▸ **Prompt**
Put every line of the entries below into a JSON list of strings, one string per line, skipping blank lines.
====== The input
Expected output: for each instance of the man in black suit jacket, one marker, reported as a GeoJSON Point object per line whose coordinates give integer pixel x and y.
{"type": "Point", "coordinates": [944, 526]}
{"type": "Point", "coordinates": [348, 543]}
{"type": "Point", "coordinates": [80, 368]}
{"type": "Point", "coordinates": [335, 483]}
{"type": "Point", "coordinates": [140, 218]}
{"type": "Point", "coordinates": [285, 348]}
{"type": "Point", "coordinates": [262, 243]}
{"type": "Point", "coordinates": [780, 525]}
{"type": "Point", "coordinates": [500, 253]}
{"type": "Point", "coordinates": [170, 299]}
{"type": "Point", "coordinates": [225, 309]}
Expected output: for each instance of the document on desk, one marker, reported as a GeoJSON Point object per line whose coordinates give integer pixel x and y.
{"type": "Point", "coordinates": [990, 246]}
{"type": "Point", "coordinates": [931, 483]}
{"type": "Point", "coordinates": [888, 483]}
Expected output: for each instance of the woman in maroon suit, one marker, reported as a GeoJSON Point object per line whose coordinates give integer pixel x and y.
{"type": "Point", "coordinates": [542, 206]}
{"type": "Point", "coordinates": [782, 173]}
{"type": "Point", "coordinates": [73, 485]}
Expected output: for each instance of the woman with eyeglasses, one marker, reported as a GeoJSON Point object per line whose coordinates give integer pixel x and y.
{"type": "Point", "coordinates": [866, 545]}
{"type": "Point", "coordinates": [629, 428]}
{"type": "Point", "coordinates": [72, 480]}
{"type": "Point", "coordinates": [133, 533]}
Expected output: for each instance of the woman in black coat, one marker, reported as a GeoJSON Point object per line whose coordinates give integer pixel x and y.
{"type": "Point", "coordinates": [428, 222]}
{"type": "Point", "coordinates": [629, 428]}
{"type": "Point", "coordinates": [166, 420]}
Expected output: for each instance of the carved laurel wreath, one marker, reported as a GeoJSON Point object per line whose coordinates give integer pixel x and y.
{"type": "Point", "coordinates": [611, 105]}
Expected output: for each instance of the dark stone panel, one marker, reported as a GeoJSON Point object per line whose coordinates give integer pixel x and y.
============
▸ **Answer**
[
  "Expected output: for each instance of the man in black suit jacket, one marker, reported as a GeoJSON Point object per line whose coordinates give integer pixel x and y.",
  "{\"type\": \"Point\", \"coordinates\": [944, 526]}",
  "{\"type\": \"Point\", \"coordinates\": [348, 543]}",
  "{\"type\": \"Point\", \"coordinates\": [80, 368]}",
  "{\"type\": \"Point\", \"coordinates\": [335, 483]}",
  "{\"type\": \"Point\", \"coordinates\": [140, 218]}",
  "{\"type\": \"Point\", \"coordinates\": [285, 348]}",
  "{\"type\": \"Point\", \"coordinates\": [262, 243]}",
  "{\"type\": \"Point\", \"coordinates\": [780, 525]}",
  "{\"type\": \"Point\", \"coordinates\": [500, 253]}",
  "{\"type\": \"Point\", \"coordinates\": [170, 299]}",
  "{\"type\": \"Point\", \"coordinates\": [225, 309]}",
  "Expected output: for each instance of the document on desk, one marker, reported as a GeoJSON Point object per line whose coordinates give integer pixel x and y.",
  "{\"type\": \"Point\", \"coordinates\": [990, 246]}",
  "{\"type\": \"Point\", \"coordinates\": [931, 483]}",
  "{\"type\": \"Point\", \"coordinates\": [888, 483]}",
  "Expected output: for each instance of the woman in maroon suit, one marker, reported as a GeoJSON Point object per line whose coordinates give integer pixel x and y.",
  "{\"type\": \"Point\", \"coordinates\": [542, 206]}",
  "{\"type\": \"Point\", \"coordinates\": [782, 173]}",
  "{\"type\": \"Point\", \"coordinates\": [73, 485]}",
  "Expected output: for each instance of the woman with eyeglasses, one marker, reported as a GeoJSON Point object per line whose coordinates give integer pixel x and y.",
  "{\"type\": \"Point\", \"coordinates\": [866, 545]}",
  "{\"type\": \"Point\", \"coordinates\": [629, 428]}",
  "{\"type\": \"Point\", \"coordinates\": [72, 480]}",
  "{\"type\": \"Point\", \"coordinates\": [133, 533]}",
  "Expected output: for each instance of the woman in black coat, one marker, reported as a GeoJSON Point object per line whose coordinates give integer pixel x and y.",
  "{\"type\": \"Point\", \"coordinates\": [428, 222]}",
  "{\"type\": \"Point\", \"coordinates\": [629, 428]}",
  "{\"type\": \"Point\", \"coordinates\": [166, 420]}",
  "Expected output: for each instance of the carved laurel wreath, one marker, reported as a GeoJSON Point object per line whose coordinates give integer pixel x and y.",
  "{\"type\": \"Point\", \"coordinates\": [611, 105]}",
  "Expected output: for each instance of the dark stone panel, one marker, reported as a GeoJSON Point object per line whose coordinates give integer pixel x and y."
]